# Data to use
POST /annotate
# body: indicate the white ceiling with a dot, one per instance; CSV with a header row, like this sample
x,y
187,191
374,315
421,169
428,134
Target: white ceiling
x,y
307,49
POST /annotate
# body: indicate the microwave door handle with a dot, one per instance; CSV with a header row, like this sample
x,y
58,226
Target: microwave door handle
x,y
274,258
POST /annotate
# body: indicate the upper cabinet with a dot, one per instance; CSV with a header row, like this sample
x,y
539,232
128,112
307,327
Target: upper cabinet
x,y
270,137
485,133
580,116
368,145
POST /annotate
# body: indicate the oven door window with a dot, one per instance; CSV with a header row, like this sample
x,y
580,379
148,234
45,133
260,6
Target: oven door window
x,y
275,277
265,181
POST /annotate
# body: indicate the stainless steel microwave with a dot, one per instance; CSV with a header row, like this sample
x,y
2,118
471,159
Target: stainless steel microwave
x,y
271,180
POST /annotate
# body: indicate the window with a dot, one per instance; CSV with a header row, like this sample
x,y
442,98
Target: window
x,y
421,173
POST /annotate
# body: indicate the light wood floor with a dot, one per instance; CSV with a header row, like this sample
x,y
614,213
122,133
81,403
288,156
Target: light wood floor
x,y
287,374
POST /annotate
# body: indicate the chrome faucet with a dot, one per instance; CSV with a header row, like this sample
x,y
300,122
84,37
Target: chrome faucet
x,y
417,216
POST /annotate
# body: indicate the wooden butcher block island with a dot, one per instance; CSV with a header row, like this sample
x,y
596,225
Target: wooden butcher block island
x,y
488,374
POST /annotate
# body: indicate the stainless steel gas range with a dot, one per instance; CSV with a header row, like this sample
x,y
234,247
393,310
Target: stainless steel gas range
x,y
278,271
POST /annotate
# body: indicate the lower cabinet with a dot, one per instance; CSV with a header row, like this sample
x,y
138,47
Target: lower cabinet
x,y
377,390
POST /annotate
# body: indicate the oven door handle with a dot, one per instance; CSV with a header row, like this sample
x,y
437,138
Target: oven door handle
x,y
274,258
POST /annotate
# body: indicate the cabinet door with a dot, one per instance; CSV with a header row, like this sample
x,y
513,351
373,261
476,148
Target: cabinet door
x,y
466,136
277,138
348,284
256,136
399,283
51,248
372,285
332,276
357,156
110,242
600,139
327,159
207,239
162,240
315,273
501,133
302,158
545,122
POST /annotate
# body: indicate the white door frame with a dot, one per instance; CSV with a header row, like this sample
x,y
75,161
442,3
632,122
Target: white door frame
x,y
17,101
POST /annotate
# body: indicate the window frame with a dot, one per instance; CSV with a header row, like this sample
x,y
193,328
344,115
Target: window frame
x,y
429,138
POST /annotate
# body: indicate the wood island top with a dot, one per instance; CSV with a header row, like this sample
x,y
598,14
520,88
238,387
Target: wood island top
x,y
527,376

# Exercise brief
Count the lines in the data above that contain the string "block". Reply with the number only.

# Problem solution
2